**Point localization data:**
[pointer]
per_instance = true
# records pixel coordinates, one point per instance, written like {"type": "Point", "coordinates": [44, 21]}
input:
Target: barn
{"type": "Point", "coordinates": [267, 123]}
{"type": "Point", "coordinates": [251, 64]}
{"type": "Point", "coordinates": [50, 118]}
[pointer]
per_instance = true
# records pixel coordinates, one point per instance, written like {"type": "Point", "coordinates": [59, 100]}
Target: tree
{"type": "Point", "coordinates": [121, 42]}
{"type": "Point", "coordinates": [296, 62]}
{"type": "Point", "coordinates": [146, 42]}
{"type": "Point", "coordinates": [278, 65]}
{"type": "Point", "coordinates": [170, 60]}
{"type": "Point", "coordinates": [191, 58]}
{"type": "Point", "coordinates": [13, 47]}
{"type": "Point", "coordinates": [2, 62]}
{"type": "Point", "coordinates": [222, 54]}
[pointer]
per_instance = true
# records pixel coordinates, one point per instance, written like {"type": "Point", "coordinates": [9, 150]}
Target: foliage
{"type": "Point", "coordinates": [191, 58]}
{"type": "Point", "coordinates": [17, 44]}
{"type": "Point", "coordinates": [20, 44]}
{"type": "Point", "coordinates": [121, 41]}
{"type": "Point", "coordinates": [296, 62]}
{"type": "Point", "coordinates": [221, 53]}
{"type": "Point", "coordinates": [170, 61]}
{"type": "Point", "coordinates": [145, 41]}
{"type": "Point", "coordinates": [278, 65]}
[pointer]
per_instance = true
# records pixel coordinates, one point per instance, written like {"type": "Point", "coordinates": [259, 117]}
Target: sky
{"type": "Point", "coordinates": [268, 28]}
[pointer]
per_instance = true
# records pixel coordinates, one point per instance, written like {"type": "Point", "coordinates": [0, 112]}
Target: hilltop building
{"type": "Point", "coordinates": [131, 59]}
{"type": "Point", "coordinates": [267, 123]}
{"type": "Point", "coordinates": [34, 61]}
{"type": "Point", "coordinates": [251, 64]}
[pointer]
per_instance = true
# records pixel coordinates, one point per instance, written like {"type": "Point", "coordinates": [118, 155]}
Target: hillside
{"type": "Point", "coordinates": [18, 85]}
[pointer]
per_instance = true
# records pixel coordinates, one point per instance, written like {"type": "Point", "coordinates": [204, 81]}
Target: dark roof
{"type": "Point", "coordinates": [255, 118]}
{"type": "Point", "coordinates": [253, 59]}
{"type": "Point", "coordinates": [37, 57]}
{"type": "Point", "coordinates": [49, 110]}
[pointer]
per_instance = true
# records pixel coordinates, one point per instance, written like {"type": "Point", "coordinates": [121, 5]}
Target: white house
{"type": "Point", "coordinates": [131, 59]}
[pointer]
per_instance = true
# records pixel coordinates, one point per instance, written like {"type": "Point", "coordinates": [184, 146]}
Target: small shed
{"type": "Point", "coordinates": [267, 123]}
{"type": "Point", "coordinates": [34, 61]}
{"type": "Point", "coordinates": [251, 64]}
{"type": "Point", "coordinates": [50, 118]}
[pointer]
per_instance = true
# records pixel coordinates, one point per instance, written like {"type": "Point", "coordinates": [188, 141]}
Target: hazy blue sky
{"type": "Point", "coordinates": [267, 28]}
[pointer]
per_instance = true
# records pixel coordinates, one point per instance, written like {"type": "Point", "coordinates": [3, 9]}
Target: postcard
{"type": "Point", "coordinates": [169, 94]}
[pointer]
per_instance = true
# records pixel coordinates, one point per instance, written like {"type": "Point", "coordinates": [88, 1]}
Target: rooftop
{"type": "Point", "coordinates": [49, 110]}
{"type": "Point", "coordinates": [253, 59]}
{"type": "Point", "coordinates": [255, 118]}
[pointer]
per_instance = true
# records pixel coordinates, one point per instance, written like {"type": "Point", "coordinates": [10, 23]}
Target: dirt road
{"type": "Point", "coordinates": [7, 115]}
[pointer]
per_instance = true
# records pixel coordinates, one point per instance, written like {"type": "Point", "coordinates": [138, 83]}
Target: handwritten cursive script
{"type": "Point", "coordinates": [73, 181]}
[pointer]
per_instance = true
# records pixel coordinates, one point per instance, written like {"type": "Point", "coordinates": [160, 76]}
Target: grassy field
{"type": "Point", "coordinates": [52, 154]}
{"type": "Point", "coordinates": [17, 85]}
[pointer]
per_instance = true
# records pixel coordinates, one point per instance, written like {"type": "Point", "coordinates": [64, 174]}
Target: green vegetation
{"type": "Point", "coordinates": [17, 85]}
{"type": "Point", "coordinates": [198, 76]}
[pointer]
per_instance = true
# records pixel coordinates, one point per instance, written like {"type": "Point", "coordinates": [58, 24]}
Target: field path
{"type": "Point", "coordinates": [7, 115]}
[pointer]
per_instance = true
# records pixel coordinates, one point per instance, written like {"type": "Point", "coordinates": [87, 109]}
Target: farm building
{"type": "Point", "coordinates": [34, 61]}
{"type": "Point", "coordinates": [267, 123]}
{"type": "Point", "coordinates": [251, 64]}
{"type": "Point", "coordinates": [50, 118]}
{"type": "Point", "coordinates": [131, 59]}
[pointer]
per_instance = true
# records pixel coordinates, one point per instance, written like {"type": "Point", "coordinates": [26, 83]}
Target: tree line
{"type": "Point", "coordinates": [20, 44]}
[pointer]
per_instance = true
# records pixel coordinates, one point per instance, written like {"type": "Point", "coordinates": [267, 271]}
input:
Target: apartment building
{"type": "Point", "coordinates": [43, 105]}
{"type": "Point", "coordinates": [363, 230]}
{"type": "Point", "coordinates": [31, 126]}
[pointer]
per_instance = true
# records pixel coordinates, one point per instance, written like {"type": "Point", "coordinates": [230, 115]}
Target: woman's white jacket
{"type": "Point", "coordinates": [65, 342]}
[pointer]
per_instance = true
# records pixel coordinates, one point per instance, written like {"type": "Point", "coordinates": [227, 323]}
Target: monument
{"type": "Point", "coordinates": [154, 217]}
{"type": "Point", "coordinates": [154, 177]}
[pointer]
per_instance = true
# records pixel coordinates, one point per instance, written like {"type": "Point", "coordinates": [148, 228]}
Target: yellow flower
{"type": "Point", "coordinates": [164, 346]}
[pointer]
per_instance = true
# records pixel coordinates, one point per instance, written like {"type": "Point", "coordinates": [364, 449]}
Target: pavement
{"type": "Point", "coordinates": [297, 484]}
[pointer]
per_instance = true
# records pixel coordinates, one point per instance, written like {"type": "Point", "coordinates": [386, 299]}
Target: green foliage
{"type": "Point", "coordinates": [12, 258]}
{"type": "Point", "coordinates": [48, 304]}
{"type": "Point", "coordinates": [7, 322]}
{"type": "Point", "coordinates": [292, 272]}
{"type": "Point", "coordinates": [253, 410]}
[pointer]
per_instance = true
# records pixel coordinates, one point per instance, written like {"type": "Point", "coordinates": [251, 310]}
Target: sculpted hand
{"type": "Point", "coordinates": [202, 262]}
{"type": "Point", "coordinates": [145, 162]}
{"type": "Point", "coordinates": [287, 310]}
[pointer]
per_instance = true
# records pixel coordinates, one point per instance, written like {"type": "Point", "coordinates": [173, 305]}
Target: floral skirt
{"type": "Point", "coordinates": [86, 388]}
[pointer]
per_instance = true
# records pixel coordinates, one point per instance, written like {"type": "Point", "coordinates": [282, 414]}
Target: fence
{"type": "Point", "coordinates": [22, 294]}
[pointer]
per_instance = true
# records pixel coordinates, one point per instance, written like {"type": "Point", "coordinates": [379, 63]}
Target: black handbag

**Aim of the exercise:** Send back each record exactly as it stands.

**Result for this exercise:**
[pointer]
per_instance = true
# records pixel coordinates, one point per instance, written like {"type": "Point", "coordinates": [44, 21]}
input:
Target: barn
{"type": "Point", "coordinates": [267, 123]}
{"type": "Point", "coordinates": [251, 64]}
{"type": "Point", "coordinates": [50, 118]}
[pointer]
per_instance = true
# records pixel coordinates, one point per instance, written like {"type": "Point", "coordinates": [59, 100]}
Target: tree
{"type": "Point", "coordinates": [121, 42]}
{"type": "Point", "coordinates": [296, 62]}
{"type": "Point", "coordinates": [146, 42]}
{"type": "Point", "coordinates": [278, 65]}
{"type": "Point", "coordinates": [170, 60]}
{"type": "Point", "coordinates": [191, 58]}
{"type": "Point", "coordinates": [13, 47]}
{"type": "Point", "coordinates": [2, 62]}
{"type": "Point", "coordinates": [222, 54]}
[pointer]
per_instance = true
# records pixel coordinates, one point per instance, written like {"type": "Point", "coordinates": [9, 150]}
Target: foliage
{"type": "Point", "coordinates": [191, 58]}
{"type": "Point", "coordinates": [17, 44]}
{"type": "Point", "coordinates": [20, 44]}
{"type": "Point", "coordinates": [121, 41]}
{"type": "Point", "coordinates": [296, 62]}
{"type": "Point", "coordinates": [221, 53]}
{"type": "Point", "coordinates": [170, 61]}
{"type": "Point", "coordinates": [145, 41]}
{"type": "Point", "coordinates": [278, 65]}
[pointer]
per_instance = true
# records pixel coordinates, one point per instance, written like {"type": "Point", "coordinates": [259, 117]}
Target: sky
{"type": "Point", "coordinates": [268, 28]}
[pointer]
per_instance = true
# records pixel coordinates, one point per instance, written like {"type": "Point", "coordinates": [0, 112]}
Target: hilltop building
{"type": "Point", "coordinates": [131, 59]}
{"type": "Point", "coordinates": [267, 123]}
{"type": "Point", "coordinates": [34, 61]}
{"type": "Point", "coordinates": [251, 64]}
[pointer]
per_instance = true
# records pixel coordinates, one point per instance, written like {"type": "Point", "coordinates": [118, 155]}
Target: hillside
{"type": "Point", "coordinates": [18, 85]}
[pointer]
per_instance = true
# records pixel coordinates, one point per instance, written like {"type": "Point", "coordinates": [204, 81]}
Target: dark roof
{"type": "Point", "coordinates": [255, 118]}
{"type": "Point", "coordinates": [253, 59]}
{"type": "Point", "coordinates": [37, 57]}
{"type": "Point", "coordinates": [49, 110]}
[pointer]
per_instance = true
# records pixel coordinates, one point per instance, written like {"type": "Point", "coordinates": [121, 5]}
Target: white house
{"type": "Point", "coordinates": [131, 59]}
[pointer]
per_instance = true
# records pixel coordinates, one point per instance, written like {"type": "Point", "coordinates": [184, 146]}
Target: small shed
{"type": "Point", "coordinates": [267, 123]}
{"type": "Point", "coordinates": [34, 61]}
{"type": "Point", "coordinates": [251, 64]}
{"type": "Point", "coordinates": [50, 118]}
[pointer]
per_instance = true
# records pixel coordinates, one point per instance, written like {"type": "Point", "coordinates": [188, 141]}
Target: hazy blue sky
{"type": "Point", "coordinates": [267, 28]}
[pointer]
per_instance = true
# records pixel coordinates, one point per instance, written like {"type": "Point", "coordinates": [3, 9]}
Target: postcard
{"type": "Point", "coordinates": [169, 94]}
[pointer]
per_instance = true
# records pixel coordinates, one point per instance, written like {"type": "Point", "coordinates": [88, 1]}
Target: rooftop
{"type": "Point", "coordinates": [49, 110]}
{"type": "Point", "coordinates": [253, 59]}
{"type": "Point", "coordinates": [255, 118]}
[pointer]
per_instance = true
# records pixel coordinates, one point per instance, written like {"type": "Point", "coordinates": [10, 23]}
Target: dirt road
{"type": "Point", "coordinates": [7, 115]}
[pointer]
per_instance = true
# records pixel coordinates, one point per instance, written like {"type": "Point", "coordinates": [138, 83]}
Target: handwritten cursive script
{"type": "Point", "coordinates": [73, 181]}
[pointer]
per_instance = true
# records pixel coordinates, one point per instance, written like {"type": "Point", "coordinates": [160, 76]}
Target: grassy field
{"type": "Point", "coordinates": [52, 154]}
{"type": "Point", "coordinates": [17, 85]}
[pointer]
per_instance = true
# records pixel coordinates, one point per instance, written like {"type": "Point", "coordinates": [64, 174]}
Target: green vegetation
{"type": "Point", "coordinates": [17, 85]}
{"type": "Point", "coordinates": [198, 76]}
[pointer]
per_instance = true
# records pixel coordinates, one point per instance, written like {"type": "Point", "coordinates": [58, 24]}
Target: field path
{"type": "Point", "coordinates": [7, 115]}
[pointer]
per_instance = true
# records pixel coordinates, one point per instance, written like {"type": "Point", "coordinates": [87, 109]}
Target: farm building
{"type": "Point", "coordinates": [34, 61]}
{"type": "Point", "coordinates": [267, 123]}
{"type": "Point", "coordinates": [251, 64]}
{"type": "Point", "coordinates": [50, 118]}
{"type": "Point", "coordinates": [131, 59]}
[pointer]
per_instance = true
# records pixel coordinates, one point per instance, written like {"type": "Point", "coordinates": [26, 83]}
Target: tree line
{"type": "Point", "coordinates": [20, 44]}
[pointer]
per_instance = true
# records pixel coordinates, one point per instance, written like {"type": "Point", "coordinates": [267, 271]}
input:
Target: apartment building
{"type": "Point", "coordinates": [43, 105]}
{"type": "Point", "coordinates": [363, 230]}
{"type": "Point", "coordinates": [31, 126]}
[pointer]
per_instance = true
# records pixel coordinates, one point per instance, written like {"type": "Point", "coordinates": [230, 115]}
Target: woman's white jacket
{"type": "Point", "coordinates": [65, 342]}
[pointer]
per_instance = true
# records pixel coordinates, one point per instance, written like {"type": "Point", "coordinates": [227, 323]}
Target: monument
{"type": "Point", "coordinates": [154, 217]}
{"type": "Point", "coordinates": [154, 177]}
[pointer]
per_instance = true
# records pixel coordinates, one point per instance, written like {"type": "Point", "coordinates": [148, 228]}
Target: yellow flower
{"type": "Point", "coordinates": [164, 346]}
[pointer]
per_instance = true
# records pixel coordinates, one point per instance, written like {"type": "Point", "coordinates": [364, 449]}
Target: pavement
{"type": "Point", "coordinates": [297, 484]}
[pointer]
per_instance = true
# records pixel coordinates, one point per instance, written like {"type": "Point", "coordinates": [386, 299]}
Target: green foliage
{"type": "Point", "coordinates": [12, 258]}
{"type": "Point", "coordinates": [48, 304]}
{"type": "Point", "coordinates": [7, 322]}
{"type": "Point", "coordinates": [292, 272]}
{"type": "Point", "coordinates": [253, 410]}
[pointer]
per_instance = true
# records pixel coordinates, one point per instance, written like {"type": "Point", "coordinates": [251, 310]}
Target: sculpted hand
{"type": "Point", "coordinates": [202, 262]}
{"type": "Point", "coordinates": [145, 162]}
{"type": "Point", "coordinates": [287, 310]}
[pointer]
per_instance = true
# records pixel coordinates, one point per instance, written like {"type": "Point", "coordinates": [173, 305]}
Target: floral skirt
{"type": "Point", "coordinates": [86, 388]}
[pointer]
per_instance = true
# records pixel coordinates, one point per instance, written like {"type": "Point", "coordinates": [282, 414]}
Target: fence
{"type": "Point", "coordinates": [22, 294]}
[pointer]
per_instance = true
# records pixel coordinates, one point per instance, written like {"type": "Point", "coordinates": [379, 63]}
Target: black handbag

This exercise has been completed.